====== DATASET ROWS ======
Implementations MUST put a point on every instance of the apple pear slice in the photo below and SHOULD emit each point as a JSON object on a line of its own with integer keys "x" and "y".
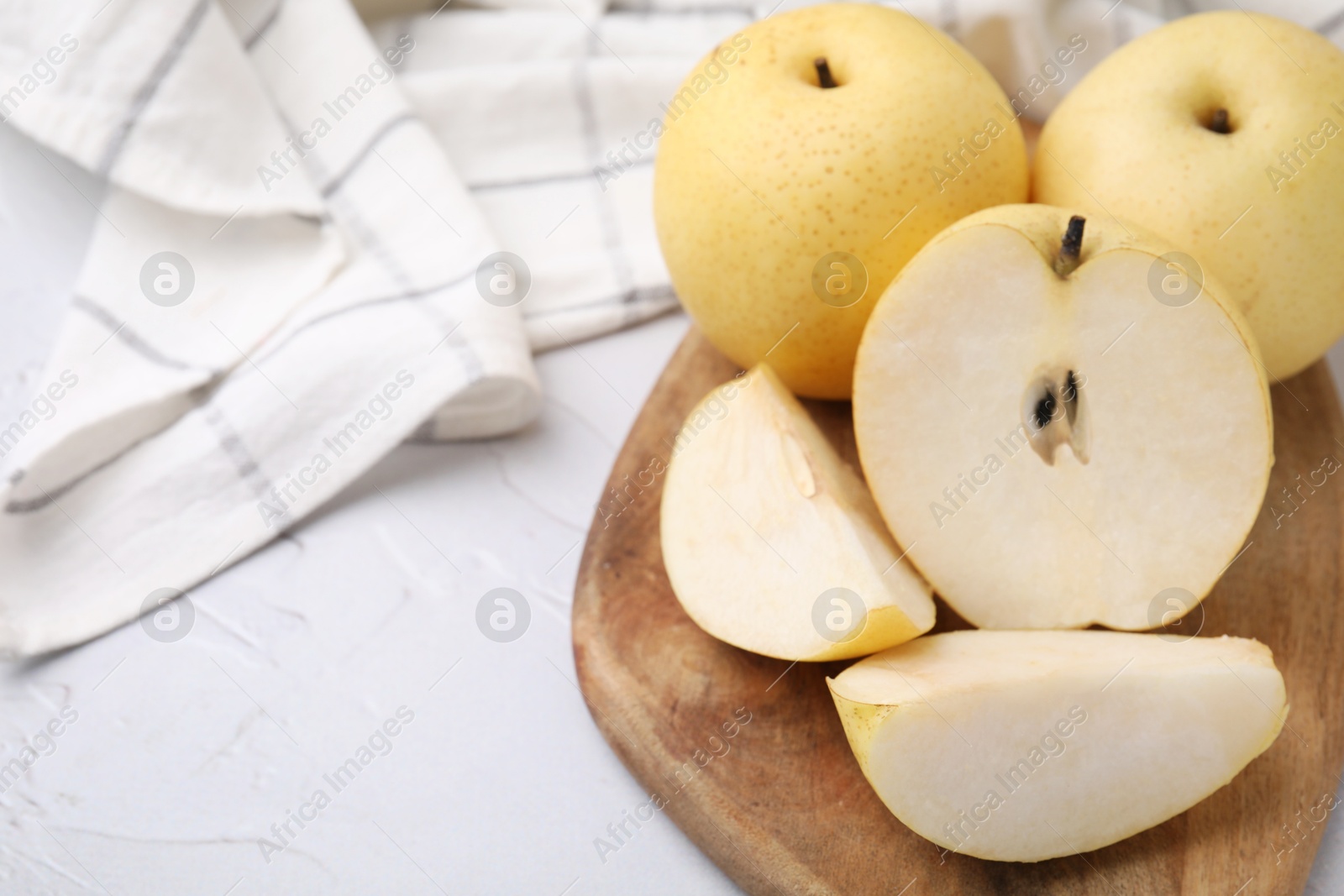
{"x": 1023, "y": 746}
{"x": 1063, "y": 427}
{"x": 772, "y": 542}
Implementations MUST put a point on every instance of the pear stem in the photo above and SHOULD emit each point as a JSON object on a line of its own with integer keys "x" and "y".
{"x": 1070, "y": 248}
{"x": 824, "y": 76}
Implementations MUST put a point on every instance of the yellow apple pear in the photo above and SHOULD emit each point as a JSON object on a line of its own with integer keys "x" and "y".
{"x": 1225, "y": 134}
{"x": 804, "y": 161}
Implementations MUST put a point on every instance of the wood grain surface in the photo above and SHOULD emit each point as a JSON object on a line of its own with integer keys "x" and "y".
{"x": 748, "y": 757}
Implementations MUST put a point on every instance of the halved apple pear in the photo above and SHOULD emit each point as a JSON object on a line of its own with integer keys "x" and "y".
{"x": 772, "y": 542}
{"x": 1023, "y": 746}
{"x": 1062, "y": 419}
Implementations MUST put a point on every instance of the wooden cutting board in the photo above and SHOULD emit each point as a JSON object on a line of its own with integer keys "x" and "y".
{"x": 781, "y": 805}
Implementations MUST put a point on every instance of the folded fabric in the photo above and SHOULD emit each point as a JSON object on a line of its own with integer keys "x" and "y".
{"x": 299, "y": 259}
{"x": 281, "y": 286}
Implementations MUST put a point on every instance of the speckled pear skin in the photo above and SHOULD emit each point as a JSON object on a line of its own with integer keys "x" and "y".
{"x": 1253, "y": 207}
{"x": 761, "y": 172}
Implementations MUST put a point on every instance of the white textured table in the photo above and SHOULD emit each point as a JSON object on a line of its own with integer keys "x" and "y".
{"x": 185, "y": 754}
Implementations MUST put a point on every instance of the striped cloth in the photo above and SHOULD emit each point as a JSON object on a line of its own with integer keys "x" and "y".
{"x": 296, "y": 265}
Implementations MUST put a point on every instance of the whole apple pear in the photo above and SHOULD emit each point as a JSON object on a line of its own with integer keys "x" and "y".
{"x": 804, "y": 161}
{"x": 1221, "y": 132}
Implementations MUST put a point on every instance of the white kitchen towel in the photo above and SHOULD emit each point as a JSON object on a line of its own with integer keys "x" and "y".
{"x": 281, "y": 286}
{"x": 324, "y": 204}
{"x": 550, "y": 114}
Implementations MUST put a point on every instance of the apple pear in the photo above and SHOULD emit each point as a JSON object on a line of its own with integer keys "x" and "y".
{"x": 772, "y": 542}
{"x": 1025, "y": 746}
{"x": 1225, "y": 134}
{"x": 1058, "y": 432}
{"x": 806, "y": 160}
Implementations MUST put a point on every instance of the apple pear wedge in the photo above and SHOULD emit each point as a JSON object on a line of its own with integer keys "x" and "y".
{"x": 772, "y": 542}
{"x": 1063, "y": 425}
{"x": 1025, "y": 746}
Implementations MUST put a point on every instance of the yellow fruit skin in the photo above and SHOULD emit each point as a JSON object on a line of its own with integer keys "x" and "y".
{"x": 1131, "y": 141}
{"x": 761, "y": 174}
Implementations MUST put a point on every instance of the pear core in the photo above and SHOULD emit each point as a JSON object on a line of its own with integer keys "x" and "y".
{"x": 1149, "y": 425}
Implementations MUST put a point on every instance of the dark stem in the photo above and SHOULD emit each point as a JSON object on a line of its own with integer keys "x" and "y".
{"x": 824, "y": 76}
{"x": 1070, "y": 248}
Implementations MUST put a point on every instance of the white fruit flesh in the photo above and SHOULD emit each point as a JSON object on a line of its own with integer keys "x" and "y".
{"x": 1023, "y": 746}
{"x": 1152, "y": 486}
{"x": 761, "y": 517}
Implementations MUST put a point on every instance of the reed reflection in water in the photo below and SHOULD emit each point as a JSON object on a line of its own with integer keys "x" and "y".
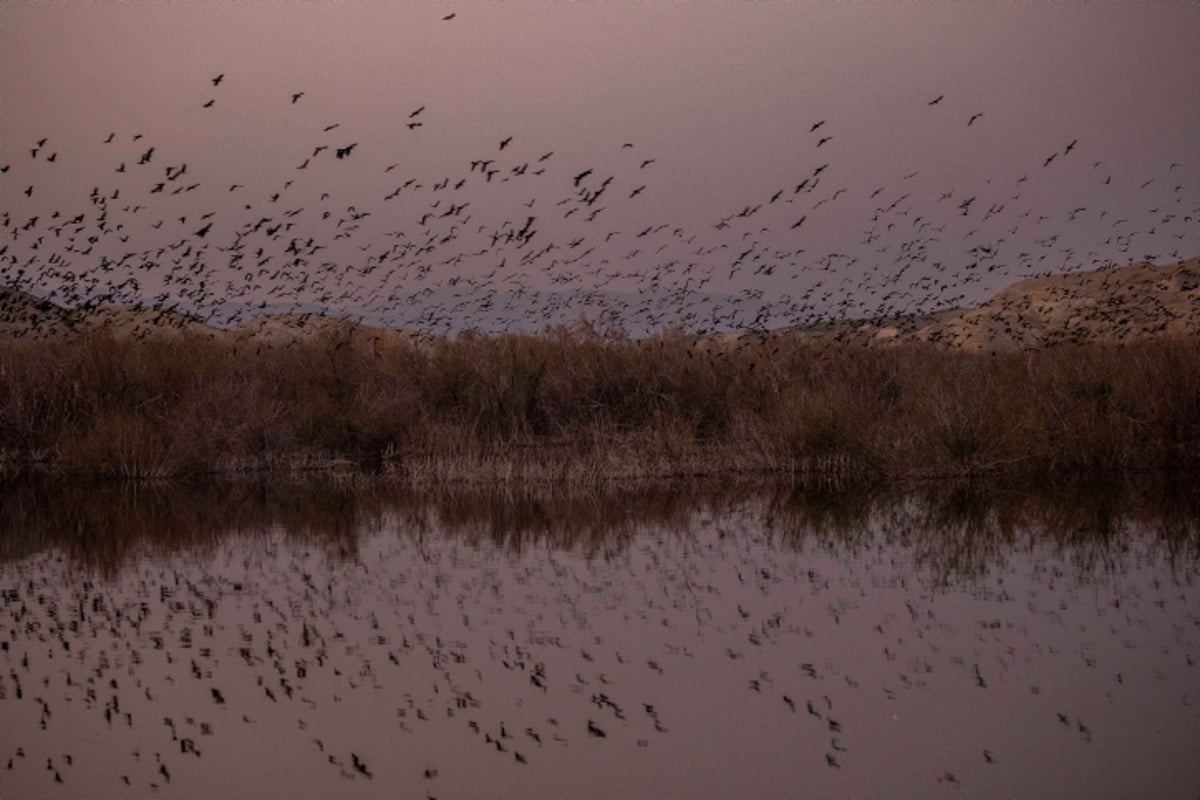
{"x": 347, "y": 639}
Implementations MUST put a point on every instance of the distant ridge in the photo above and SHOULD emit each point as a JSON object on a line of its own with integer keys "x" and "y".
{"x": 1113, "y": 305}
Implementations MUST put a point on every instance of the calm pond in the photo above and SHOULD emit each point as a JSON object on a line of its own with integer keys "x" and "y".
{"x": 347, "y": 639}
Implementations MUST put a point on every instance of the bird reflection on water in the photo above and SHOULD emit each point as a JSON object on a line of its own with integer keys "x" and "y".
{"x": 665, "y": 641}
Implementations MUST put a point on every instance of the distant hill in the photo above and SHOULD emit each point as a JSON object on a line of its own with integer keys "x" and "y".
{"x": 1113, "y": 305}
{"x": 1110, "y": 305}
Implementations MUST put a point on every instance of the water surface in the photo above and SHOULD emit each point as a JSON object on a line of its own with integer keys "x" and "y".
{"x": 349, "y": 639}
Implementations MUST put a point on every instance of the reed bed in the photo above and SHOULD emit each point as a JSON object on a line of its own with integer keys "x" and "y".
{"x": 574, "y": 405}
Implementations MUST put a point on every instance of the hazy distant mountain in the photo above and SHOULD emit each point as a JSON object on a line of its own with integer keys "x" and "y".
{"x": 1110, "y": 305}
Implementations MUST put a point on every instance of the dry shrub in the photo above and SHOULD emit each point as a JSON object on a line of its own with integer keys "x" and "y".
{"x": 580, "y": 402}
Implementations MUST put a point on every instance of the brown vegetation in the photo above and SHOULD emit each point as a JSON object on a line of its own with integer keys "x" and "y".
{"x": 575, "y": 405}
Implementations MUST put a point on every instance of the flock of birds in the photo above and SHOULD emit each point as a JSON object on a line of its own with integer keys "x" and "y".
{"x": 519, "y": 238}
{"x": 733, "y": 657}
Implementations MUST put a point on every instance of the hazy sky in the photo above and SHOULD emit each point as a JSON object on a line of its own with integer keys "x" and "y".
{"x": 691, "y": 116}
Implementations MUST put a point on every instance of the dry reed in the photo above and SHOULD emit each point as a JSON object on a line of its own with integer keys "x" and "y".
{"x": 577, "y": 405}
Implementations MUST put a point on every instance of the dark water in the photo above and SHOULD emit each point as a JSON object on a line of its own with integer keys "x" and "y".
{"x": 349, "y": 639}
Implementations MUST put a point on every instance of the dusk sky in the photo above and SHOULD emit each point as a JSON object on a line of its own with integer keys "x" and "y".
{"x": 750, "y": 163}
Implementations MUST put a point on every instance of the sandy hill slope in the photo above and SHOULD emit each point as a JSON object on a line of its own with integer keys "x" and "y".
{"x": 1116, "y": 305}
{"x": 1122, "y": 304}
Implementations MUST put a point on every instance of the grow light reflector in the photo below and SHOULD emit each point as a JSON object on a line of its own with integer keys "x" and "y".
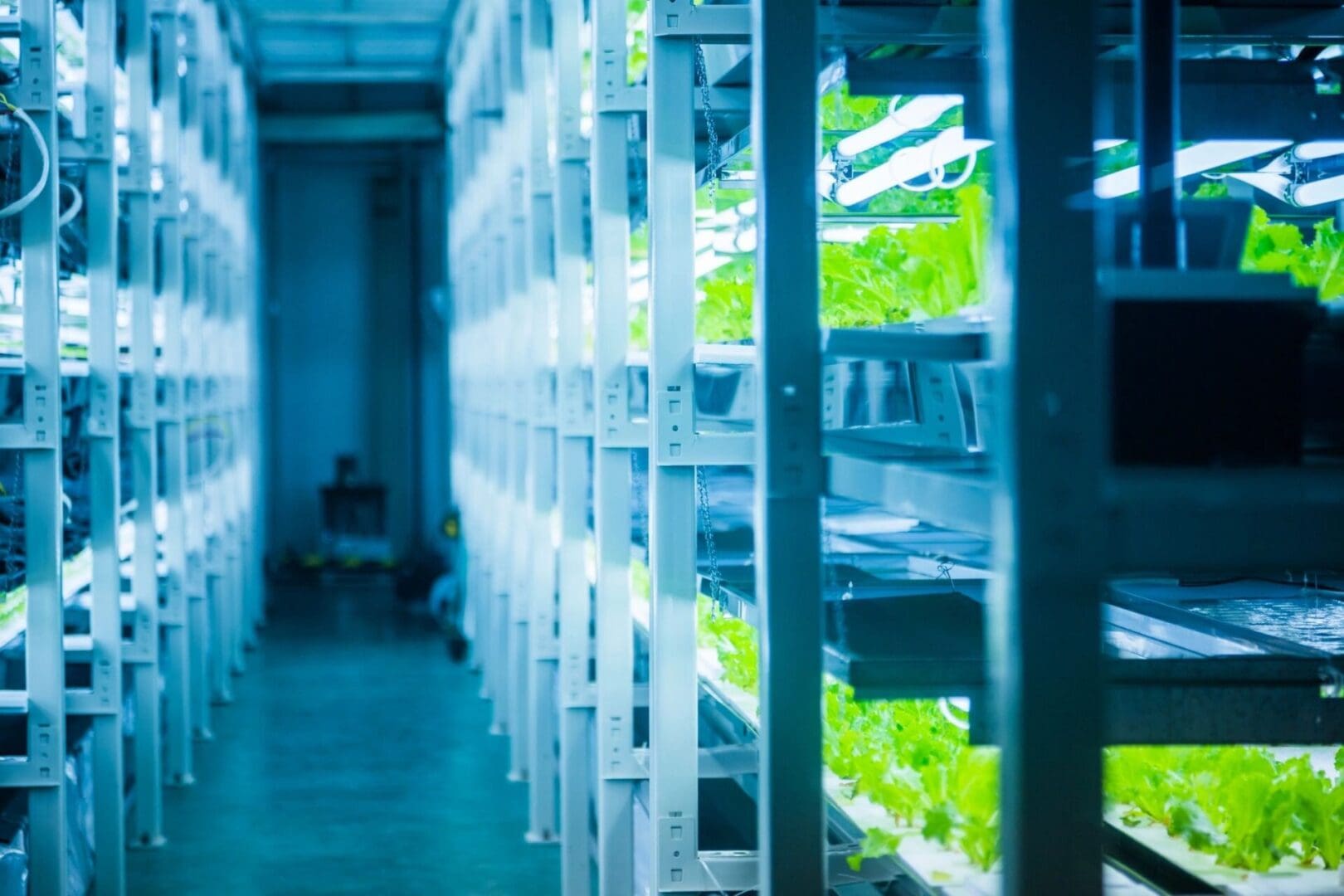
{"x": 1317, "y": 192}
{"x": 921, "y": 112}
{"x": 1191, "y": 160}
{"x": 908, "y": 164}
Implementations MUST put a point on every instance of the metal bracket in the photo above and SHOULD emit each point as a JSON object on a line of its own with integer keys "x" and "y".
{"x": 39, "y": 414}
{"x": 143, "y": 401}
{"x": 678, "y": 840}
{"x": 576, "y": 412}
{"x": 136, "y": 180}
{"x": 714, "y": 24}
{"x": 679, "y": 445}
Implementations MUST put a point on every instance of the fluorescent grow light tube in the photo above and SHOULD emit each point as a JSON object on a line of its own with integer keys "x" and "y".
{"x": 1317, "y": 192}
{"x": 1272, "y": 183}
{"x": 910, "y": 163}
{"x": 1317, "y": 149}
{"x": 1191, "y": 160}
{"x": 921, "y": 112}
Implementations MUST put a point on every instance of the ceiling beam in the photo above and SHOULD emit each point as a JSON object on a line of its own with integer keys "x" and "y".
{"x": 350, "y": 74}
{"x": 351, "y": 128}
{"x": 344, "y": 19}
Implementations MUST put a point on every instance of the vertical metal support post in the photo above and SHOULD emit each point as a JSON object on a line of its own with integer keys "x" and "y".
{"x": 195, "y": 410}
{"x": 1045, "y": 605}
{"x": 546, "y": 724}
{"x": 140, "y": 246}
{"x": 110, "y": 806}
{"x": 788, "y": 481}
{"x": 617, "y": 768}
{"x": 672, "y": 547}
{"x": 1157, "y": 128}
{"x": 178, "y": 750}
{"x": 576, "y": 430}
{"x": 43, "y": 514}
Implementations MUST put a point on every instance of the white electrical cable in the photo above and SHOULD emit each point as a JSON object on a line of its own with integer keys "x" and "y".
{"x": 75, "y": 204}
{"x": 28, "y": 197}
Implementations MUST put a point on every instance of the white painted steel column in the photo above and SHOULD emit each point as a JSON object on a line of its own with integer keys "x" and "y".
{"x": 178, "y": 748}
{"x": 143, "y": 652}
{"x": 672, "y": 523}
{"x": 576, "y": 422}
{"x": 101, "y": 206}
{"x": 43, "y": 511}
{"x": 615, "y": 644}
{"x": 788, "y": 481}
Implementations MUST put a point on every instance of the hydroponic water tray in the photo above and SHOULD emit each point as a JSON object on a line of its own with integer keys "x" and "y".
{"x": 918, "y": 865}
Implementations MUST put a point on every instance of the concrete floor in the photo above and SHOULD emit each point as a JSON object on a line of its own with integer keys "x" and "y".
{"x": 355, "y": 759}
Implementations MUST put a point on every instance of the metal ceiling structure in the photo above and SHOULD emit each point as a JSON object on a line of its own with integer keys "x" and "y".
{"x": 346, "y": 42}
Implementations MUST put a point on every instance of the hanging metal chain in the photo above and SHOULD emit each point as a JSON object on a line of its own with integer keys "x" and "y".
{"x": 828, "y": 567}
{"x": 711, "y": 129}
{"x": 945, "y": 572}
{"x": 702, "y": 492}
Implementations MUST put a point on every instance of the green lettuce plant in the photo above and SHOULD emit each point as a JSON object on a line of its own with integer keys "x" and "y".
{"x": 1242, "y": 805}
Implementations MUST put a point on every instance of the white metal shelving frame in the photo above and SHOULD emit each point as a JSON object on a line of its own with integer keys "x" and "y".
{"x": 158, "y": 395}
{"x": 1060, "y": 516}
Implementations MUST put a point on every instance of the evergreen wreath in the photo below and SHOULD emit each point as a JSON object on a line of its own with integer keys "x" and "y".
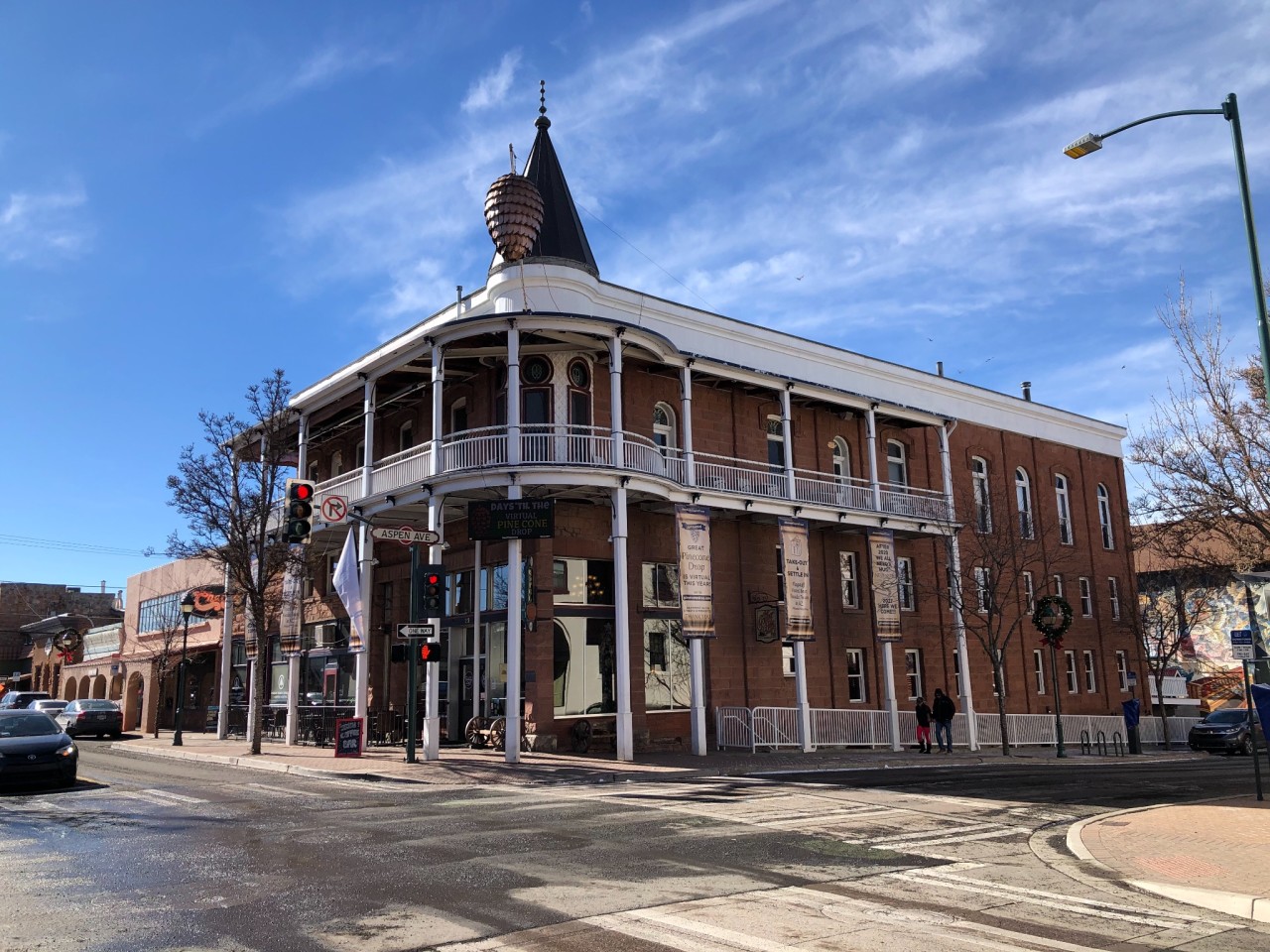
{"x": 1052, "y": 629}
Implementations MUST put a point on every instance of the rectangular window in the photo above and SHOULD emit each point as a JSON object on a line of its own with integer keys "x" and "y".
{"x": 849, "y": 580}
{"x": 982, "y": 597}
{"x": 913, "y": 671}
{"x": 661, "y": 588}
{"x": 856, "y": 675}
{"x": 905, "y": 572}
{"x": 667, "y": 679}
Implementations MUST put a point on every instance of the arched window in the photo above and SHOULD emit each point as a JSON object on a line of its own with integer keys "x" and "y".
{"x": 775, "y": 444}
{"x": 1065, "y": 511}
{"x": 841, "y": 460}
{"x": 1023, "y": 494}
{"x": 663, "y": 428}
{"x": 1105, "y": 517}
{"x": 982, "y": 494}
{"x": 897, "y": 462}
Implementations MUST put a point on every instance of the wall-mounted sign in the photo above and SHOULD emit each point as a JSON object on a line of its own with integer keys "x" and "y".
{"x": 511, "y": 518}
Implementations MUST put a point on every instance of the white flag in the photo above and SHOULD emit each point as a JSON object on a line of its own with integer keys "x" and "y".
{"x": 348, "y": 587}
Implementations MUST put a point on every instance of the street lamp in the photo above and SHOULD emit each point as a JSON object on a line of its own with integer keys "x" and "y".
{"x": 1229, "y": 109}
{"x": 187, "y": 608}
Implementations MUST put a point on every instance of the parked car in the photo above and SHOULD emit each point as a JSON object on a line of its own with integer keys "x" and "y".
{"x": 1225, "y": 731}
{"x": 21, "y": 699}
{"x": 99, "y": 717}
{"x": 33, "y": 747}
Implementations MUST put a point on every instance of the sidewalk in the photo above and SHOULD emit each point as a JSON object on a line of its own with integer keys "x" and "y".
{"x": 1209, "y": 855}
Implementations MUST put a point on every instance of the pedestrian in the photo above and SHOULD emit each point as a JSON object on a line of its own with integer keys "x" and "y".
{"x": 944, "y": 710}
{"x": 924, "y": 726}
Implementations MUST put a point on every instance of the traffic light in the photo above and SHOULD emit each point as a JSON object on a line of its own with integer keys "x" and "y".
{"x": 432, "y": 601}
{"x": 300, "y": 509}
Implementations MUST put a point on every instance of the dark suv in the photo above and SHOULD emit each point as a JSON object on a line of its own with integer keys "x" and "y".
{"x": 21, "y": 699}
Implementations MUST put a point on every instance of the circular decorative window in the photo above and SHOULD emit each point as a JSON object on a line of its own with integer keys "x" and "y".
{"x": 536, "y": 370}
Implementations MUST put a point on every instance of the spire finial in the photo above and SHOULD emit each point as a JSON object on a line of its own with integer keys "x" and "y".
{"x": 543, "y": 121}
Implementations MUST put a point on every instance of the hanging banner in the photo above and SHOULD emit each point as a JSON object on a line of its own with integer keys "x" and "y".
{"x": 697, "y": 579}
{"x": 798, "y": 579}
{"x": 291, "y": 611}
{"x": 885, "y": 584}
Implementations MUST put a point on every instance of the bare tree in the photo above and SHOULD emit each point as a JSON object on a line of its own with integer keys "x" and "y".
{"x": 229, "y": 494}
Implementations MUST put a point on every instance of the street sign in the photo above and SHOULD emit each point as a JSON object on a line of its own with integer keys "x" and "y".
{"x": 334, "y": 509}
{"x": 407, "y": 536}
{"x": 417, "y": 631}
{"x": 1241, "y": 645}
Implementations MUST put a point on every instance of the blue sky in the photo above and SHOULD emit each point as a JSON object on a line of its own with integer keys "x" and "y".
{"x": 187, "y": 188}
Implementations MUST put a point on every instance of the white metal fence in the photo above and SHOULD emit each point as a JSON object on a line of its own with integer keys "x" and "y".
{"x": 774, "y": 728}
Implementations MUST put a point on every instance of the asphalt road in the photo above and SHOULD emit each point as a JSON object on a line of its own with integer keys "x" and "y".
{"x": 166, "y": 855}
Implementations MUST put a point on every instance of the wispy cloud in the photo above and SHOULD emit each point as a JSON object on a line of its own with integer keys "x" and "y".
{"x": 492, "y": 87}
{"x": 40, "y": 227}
======
WHAT YOU WILL DO:
From the line containing "white metal fence" to the last line of the material, please quote every line exactly and only those.

EXERCISE ANSWER:
Implementations MUST put a point on every instance of the white metal fence in the photo above and SHOULD emit each point as a JSON object on a line of its own with integer keys "x" and "y".
{"x": 774, "y": 728}
Implementations MUST put a point on every instance of the asphalt road in the photo above and SHOULD emit each point as a JSON object on a line of its own with integer keys "x" and "y".
{"x": 166, "y": 855}
Implementations MUST put a point on every instance of the wispy cloud in the photo above and SHOULD emit each point as a JSON object on a line of its own with integer keys "x" and "y".
{"x": 492, "y": 87}
{"x": 40, "y": 227}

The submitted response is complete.